**依頼内容 1**
次の本文で、括弧内に読み仮名が添えられている語をすべて読み仮名とともに挙げてください。
**依頼内容 2**
次の本文によると、桃花亭お高の号は何ですか。

桃花亭お高と一僊舎の人々

三河の文化を訪ねて  第96回

- 高浜-

高浜の狂俳(きょうはい)文化の系譜
桃花亭(とうかてい)お高(たか)と一僊舎(いっせんしゃ)の人々

高浜市教育委員会学校経営グループ主幹
神谷 理

はじめに
祷護山観音寺(かわら美術館より望む)祷護山観音寺【注一】は、「森前の観音さん」とよばれ、知多半島の半田市亀崎と高浜を結ぶ衣浦大橋の手前の景勝の台地に立っている。昔から眺望がよいので、「祷護山八景」という詩と歌がつくられて(明和二年頃、一七六五年頃)、近年まで扁額として掲げられていた。その詩歌の作者の一人、桃花亭お高(号は萌角)の辞世の句が刻まれている墓碑が境内の西脇にある。

**データセット**
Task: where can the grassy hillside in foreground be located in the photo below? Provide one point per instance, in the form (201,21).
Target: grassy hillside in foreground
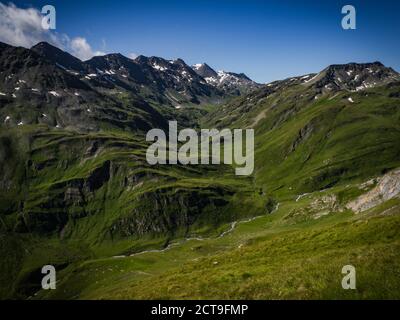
(71,196)
(271,257)
(306,141)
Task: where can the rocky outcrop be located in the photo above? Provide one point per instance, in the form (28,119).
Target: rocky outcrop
(388,187)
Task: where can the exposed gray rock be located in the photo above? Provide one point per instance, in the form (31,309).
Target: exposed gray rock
(388,187)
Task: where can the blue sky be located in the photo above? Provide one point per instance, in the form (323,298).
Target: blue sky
(267,40)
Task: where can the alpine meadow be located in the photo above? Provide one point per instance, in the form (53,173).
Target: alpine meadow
(279,216)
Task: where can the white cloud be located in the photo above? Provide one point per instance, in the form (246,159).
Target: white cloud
(82,49)
(23,27)
(133,55)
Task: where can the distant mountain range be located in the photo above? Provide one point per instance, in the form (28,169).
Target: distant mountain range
(111,89)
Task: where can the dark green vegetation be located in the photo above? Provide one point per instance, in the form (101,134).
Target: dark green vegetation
(77,192)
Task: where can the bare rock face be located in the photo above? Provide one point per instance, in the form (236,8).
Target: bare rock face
(387,188)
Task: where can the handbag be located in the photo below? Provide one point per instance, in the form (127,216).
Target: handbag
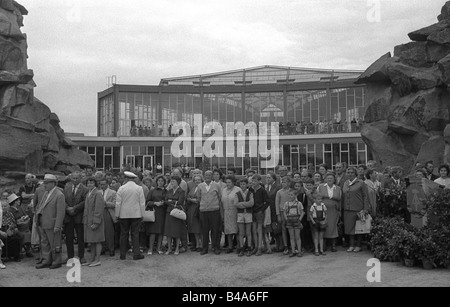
(276,228)
(363,226)
(149,216)
(178,213)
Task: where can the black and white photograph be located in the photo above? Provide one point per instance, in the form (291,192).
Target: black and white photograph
(224,148)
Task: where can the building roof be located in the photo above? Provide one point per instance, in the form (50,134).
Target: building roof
(264,75)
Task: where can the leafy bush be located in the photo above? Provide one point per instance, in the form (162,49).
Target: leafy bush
(438,207)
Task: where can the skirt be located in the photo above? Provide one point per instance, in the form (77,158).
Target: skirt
(173,227)
(157,227)
(350,221)
(193,218)
(94,236)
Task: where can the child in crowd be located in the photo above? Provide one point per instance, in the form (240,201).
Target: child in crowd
(260,205)
(293,214)
(244,203)
(318,219)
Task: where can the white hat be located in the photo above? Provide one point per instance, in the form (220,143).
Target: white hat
(50,178)
(130,175)
(11,198)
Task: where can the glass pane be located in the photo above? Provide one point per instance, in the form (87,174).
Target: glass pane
(116,157)
(99,158)
(158,156)
(362,158)
(353,154)
(319,154)
(328,160)
(336,153)
(286,155)
(294,161)
(108,162)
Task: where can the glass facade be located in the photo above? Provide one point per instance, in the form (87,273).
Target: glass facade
(137,111)
(303,102)
(106,108)
(105,157)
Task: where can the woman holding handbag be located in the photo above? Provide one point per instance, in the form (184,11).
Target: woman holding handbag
(94,226)
(193,214)
(173,227)
(356,203)
(155,201)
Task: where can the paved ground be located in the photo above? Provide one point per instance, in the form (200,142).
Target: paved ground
(192,270)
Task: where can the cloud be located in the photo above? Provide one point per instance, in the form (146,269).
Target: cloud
(75,44)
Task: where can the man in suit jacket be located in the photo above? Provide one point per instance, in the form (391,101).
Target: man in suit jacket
(130,206)
(50,217)
(75,193)
(429,166)
(112,230)
(272,188)
(341,176)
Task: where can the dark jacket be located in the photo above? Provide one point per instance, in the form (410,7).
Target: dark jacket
(76,201)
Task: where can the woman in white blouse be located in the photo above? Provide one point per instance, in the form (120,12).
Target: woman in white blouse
(331,197)
(373,186)
(444,180)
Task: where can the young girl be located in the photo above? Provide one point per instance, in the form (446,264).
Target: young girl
(293,214)
(318,222)
(244,204)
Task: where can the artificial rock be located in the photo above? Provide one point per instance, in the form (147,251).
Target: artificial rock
(408,99)
(31,138)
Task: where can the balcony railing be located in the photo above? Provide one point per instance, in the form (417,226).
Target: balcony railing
(299,129)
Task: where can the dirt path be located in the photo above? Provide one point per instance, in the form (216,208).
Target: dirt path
(192,270)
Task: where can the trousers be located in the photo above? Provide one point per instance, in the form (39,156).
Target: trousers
(49,242)
(211,222)
(70,229)
(125,226)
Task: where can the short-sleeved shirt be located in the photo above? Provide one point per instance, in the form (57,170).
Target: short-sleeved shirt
(27,190)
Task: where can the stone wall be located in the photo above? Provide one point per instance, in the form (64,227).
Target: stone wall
(408,99)
(31,138)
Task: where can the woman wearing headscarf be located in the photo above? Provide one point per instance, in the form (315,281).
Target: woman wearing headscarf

**最終回答 1**
狂俳(きょうはい)
桃花亭(とうかてい)
お高(たか)
一僊舎(いっせんしゃ)

**最終回答 2**
萌角です。